#### Written problem 1
From the DynamoDB notes below, output the part that opens with the words containing "A Query operation finds" and closes with "Query not Scan…)". Reproduce it character for character.
#### Written problem 2
Answer these questions using the DynamoDB notes below:
(a) Across how many geographically distinct data centers are tables spread?
(b) Which condition parameter limits users to only their own items in a table?
(c) Which parameter reverses the sort order of Query results?

#### Document extract
· · · · · · ·

DynamoDB

Solution Architect Associate

Developer Associate

Security Specialty

AWS Documentation

Is a fast and flexible, NoSQL database for applications that need consistent, single digit latency at any scale
Supports both Document and Key/Value data models
You don’t need to define your data models up front
Tables are stored on SSD storage, giving consistently faster performance for reads and writes
Spread across 3 geographically distinct data centers
Choice of 2 consistency models
- Eventually consistent reads (default)
  - Consistency is usually reached within 1 second
- Strongly consistent reads
  - Reads will always return the result of all successful writes across all 3 locations
Items = row
Attributes = column
Documents can be written in XML, JSON or HTML
Primary Keys
- 2 types of primary keys
  - Partition Key - unique attribute
    - The value of the partition key is the in put to an internal hash function. The output of that function determines the physical location of where that data will be stored
  - Composite Key (Partition Key + Sort Key)
    - Used when partition key may not be unique
    - 2 items may have the same partition key, but they would have to have a different sort key
- All items with the same partition key are stored together, and then sorted according to the sort key value
Access control is managed via IAM
You can create IAM users/roles which have access to specific tables
You can use a special IAM Condition to reduce access to only their own items in a table as well
- Can attach the condition to an IAM policy to allow access only when items have their specific partition key value equal to their user id
- The condition parameter for this is dynamodb:LeadingKeys
If you want to return metrics on the consumed capacity for a Query operation you can set the ReturnConsumedCapacity in the query request to TOTAL

Indexes

An index is a data structure which allows you to perform really fast queries
DynamoDB supports two types of indices

Local Secondary Index

Can only be created when you are creating your table (know this for exam!!)
You cannod add, remove or modifiy it later
It has the same Partition Key as your original table, but it has a different Sort Key (know this for exam!!)
Any queries based on the sort key when using this index are much faster than when using the main table

Global Secondary Index

You can create when you create table, or any time after (know this for exam!!)
Different partition key and different sort key (know this for exam!!)
Gives you completely different view of the data
Speeds up any queries related to this alternative partition and sort key
BE SURE TO KNOW DIFFERENCES BETWEEN THESE TWO

Scan vs. Query API Call

Query

A Query operation finds items in your table based upon the Primary Key attribute and a distinct value to search for
Selects all attributes for the item that is found in the query
You can use an optional sort key name and value to refine your results
- Ex: if your sort key is a timestamp, you can restrict results based upon time
By default, a Query returns all attributes, but you can use a ProjectionExpression if you only want the query to return specific attributes
Results of a query are always sorted by the sort key
- If numeric, sorted in ascending order by default
- You can reverse the order by setting the ScanIndexForward parameter (know this for exam!! refers to Query not Scan…)

· · · · · · ·

#### Dataset entries
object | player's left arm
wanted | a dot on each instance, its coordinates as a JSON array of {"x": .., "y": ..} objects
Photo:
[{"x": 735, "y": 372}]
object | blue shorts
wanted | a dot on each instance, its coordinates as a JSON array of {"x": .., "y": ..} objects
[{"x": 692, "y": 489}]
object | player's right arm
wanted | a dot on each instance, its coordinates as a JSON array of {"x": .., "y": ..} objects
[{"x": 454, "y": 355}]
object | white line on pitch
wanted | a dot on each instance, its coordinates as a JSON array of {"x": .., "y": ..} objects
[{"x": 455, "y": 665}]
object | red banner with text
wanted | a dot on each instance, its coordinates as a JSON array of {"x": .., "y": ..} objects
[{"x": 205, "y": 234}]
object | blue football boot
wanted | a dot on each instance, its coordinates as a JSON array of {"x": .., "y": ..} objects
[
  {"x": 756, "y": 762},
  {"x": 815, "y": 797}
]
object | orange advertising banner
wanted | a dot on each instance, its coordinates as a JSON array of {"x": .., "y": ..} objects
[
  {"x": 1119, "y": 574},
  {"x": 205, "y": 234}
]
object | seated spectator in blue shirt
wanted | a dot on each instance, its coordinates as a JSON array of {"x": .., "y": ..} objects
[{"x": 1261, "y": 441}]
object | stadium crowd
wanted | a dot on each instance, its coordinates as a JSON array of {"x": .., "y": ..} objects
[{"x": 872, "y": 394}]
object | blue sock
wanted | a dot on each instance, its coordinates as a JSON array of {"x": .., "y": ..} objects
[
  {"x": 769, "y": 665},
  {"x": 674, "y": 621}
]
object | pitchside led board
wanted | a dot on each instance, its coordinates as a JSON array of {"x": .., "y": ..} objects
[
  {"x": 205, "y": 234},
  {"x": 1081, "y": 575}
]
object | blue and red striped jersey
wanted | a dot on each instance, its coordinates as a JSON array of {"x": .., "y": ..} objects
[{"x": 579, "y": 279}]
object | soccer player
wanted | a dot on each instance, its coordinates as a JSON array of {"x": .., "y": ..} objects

· · · · · · ·

#### Complete answer 1
A Query operation finds items in your table based upon the Primary Key attribute and a distinct value to search for
Selects all attributes for the item that is found in the query
You can use an optional sort key name and value to refine your results
- Ex: if your sort key is a timestamp, you can restrict results based upon time
By default, a Query returns all attributes, but you can use a ProjectionExpression if you only want the query to return specific attributes
Results of a query are always sorted by the sort key
- If numeric, sorted in ascending order by default
- You can reverse the order by setting the ScanIndexForward parameter (know this for exam!! refers to Query not Scan…)

#### Complete answer 2
(a) 3
(b) dynamodb:LeadingKeys
(c) ScanIndexForward